● **WORKING DATA**

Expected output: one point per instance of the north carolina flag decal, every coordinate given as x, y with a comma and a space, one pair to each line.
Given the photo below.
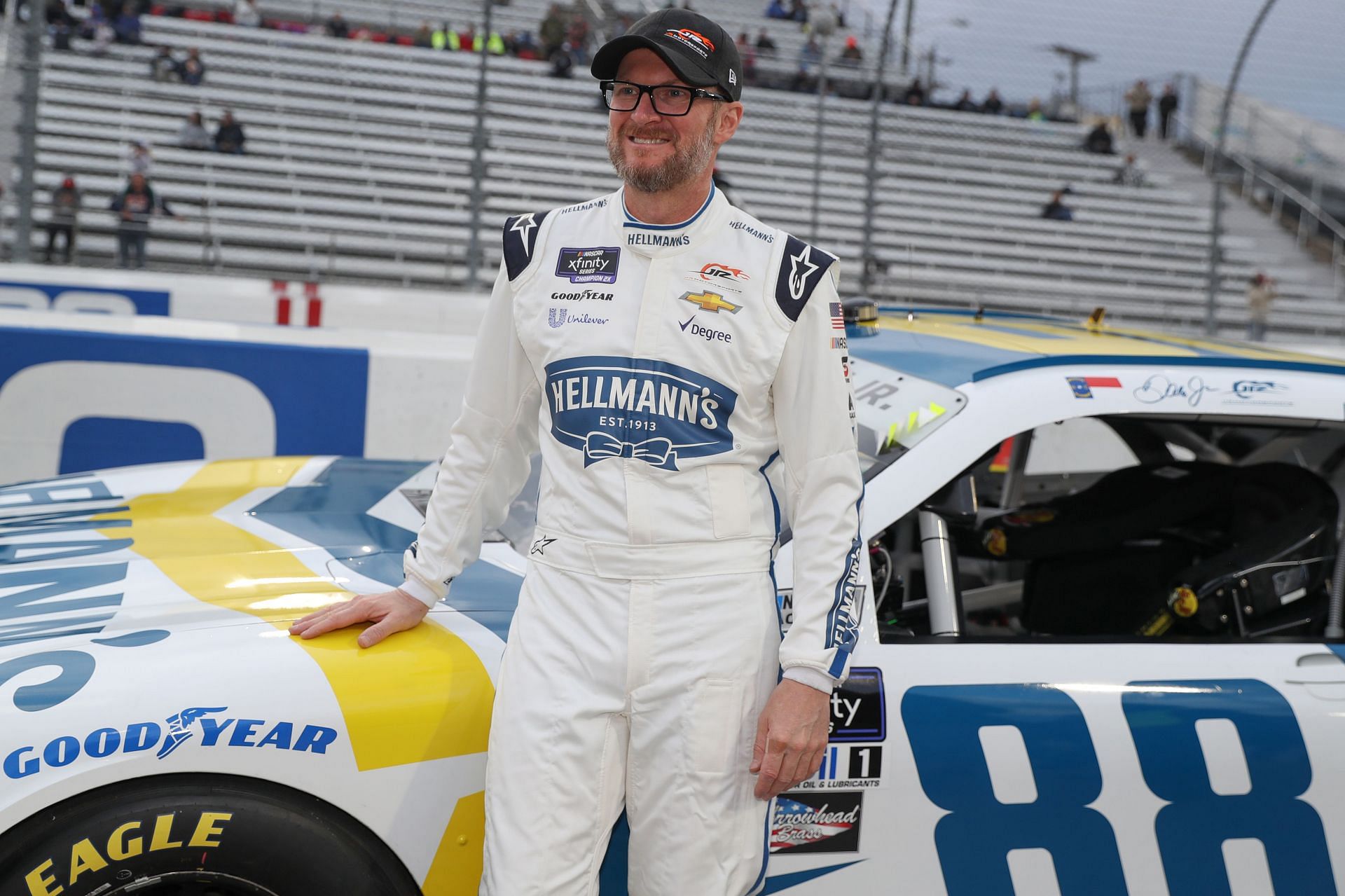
1083, 387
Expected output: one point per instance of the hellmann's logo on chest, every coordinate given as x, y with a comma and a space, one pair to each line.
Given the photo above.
633, 408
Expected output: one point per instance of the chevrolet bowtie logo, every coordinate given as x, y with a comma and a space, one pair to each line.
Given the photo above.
710, 302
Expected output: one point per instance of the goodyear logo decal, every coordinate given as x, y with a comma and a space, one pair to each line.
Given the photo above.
228, 567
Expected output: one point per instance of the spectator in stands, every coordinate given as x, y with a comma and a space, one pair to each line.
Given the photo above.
1261, 292
193, 70
852, 55
494, 45
552, 32
1056, 209
102, 38
1166, 106
915, 95
1138, 100
766, 46
127, 25
563, 61
748, 55
810, 54
247, 14
1130, 174
61, 25
139, 159
336, 26
65, 217
1099, 139
229, 136
134, 206
193, 134
61, 35
579, 36
446, 38
525, 48
163, 67
58, 13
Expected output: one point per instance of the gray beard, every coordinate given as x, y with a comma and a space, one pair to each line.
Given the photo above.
685, 166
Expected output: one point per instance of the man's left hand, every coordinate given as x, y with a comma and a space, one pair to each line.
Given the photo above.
791, 738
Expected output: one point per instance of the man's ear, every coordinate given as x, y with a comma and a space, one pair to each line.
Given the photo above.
731, 116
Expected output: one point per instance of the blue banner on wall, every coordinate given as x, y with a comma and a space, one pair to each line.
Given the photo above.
102, 400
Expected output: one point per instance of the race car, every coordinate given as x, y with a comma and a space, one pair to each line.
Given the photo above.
1101, 647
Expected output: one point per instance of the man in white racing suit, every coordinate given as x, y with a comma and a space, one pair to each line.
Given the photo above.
670, 357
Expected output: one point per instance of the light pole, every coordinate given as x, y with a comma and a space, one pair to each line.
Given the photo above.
824, 25
1216, 194
1075, 58
32, 67
478, 193
871, 174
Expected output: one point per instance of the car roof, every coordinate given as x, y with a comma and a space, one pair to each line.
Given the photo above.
954, 347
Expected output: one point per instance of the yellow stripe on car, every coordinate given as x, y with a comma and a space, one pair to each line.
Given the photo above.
457, 862
448, 710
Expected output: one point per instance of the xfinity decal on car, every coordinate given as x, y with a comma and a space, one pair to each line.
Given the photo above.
598, 264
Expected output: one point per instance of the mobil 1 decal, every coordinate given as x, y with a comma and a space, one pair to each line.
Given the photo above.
858, 708
817, 822
848, 766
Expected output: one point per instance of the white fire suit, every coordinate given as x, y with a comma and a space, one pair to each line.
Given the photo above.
663, 371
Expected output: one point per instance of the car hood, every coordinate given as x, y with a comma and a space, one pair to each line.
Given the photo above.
137, 553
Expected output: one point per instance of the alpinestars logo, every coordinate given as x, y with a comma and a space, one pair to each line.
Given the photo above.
523, 226
693, 39
799, 279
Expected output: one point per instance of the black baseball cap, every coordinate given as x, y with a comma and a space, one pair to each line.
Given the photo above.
701, 53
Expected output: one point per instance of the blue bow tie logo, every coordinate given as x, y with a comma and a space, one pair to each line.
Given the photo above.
600, 446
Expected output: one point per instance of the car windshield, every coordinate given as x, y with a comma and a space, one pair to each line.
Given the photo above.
896, 411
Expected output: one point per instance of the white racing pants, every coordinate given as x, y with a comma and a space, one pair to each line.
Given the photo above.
634, 678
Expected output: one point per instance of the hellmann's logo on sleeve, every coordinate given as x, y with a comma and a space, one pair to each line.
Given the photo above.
651, 411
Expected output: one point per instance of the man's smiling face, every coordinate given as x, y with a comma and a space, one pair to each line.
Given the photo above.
654, 152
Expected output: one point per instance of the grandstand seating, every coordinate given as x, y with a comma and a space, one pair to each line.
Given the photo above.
359, 160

● **TASK GOAL**
Restate each of the entries above word for word and skip every image.

● **TASK RESULT**
Expected output: one point per instance of the north carolina flag decal, every coordinate given as x, y with a comma and a space, one pair to each line.
Given the photo below.
1083, 387
Expected output: one point per instance of the hellmann's logo on chest, every coordinate given as x, y with a comma and a space, one pair to each line.
Given the photo above.
633, 408
Expected output: one point per instance of the chevrolet bowtie logo, every coordinate given as x, y with a comma and a space, one pair to each line.
Given the photo above.
710, 302
Expected output: one point per instance of the goodyear logo decal, every coordinate given as x, y with a comma and a space, one pair to each line.
Given the photo above.
228, 567
Expected output: one point per instance of the spectator in stands, every coordinate given as x, y with a comma and a space, one pair to each line.
Given the photo above.
1261, 292
193, 70
852, 55
494, 45
552, 32
1056, 209
102, 38
1166, 106
915, 95
1138, 100
766, 46
127, 25
563, 61
748, 55
810, 54
247, 14
1130, 174
61, 25
139, 159
336, 26
65, 217
1099, 139
229, 136
134, 206
193, 134
61, 35
579, 36
446, 38
525, 48
163, 67
58, 13
Expected output: one point per instance of the gray beard, every coordinate given as x, y with a comma and a space, one pair to each line.
Given the photo above.
685, 166
Expected output: one point per instance of the man's left hand, every coordinate given as x, y with a comma and a space, one pair to each line.
Given the photo above.
791, 738
Expected output: one point per instance of the man's ear, every coordinate given as x, y with a comma and a space, one pair to each line.
Given the photo above.
731, 116
Expected output: one point per instance of the blue banner on wall, every coordinate given as x, y with a comma and a space, one pair to each line.
Given the photo above.
102, 400
Expected output: one point per instance of the race car, every coordinate given as x, y with a comma and a space, one pair to each line.
Given the photo above.
1101, 647
Expected output: one point per instance of the man in white racing suit, every coordinate given as x, y with a comma and a space, one pair to each line.
Given the photo above.
670, 357
Expected output: one point per instance of the light pole, every coordinate given as x, y with a comma and a space, one pair to each line.
Given the photo above.
824, 25
1216, 194
1075, 58
32, 67
478, 193
871, 174
Expected output: one point per instance of the car roof, every coordinate given as x, y with a comma and a space, one pair to each line.
Given the photo above.
954, 347
Expected output: one point per instance of the yellow stripe on car, every coordinate given as x, y with a comma and a space, one pair to each line.
Given the photo above.
457, 862
448, 710
Expected output: one point per instance of the xfinity decal on car, every coordinate given as x, y with a comma and a space, one pair to each line.
Given the photo above.
598, 264
Expected output: one point per instance of the mobil 1 decal, every coordinate given as x, y with a comma and a space, one pair to each line.
Given the photo above.
858, 708
817, 822
848, 766
Expected output: one point per instance of the white fire suit, every coordinate given as x, y with a comma and a space, one pair to each line.
Given the photo above.
663, 371
Expected output: one point per instance of the car hood, every coordinate given as x, y with a comma and a space, one pair to each line.
Given the photo above.
137, 553
Expected output: one point per instance of the alpinestars logo, every coordinate given as x, y with a comma and a space, one pair to each line.
Given the photo above.
523, 226
693, 39
799, 279
Expected output: one point per instance of the black baseball cap, every coordinate given as x, y with a comma and a space, one pair to each line.
Given the photo above.
701, 53
Expected output: one point per instance of the blue bow tie logo, every coordinate given as x, y with a comma and a space, one pair to each line.
Given the photo above.
600, 446
Expected output: one point per instance of the car windshield, every coordinate given as x, y with a comma and a space, one pair to each line.
Given the photo above.
896, 411
Expected output: one point per instance of the white racing pants, every coordinate given as x, y with a comma and a space, one pair to each line.
Given the photo above.
634, 678
Expected output: one point per instance of the hellmann's logo on sleeve, every coordinate given as x, y with a comma and a space, one pair to each line.
Given the photo above.
651, 411
Expected output: one point per instance of the man's smiling face, every coordinate given as x, y with a comma and a space, one pair to each line.
Given the photo above.
654, 152
Expected output: one point per instance of the grandstand seating, every coordinate given as x, y with a comma and a space, one pair to each line.
Given the photo above.
359, 160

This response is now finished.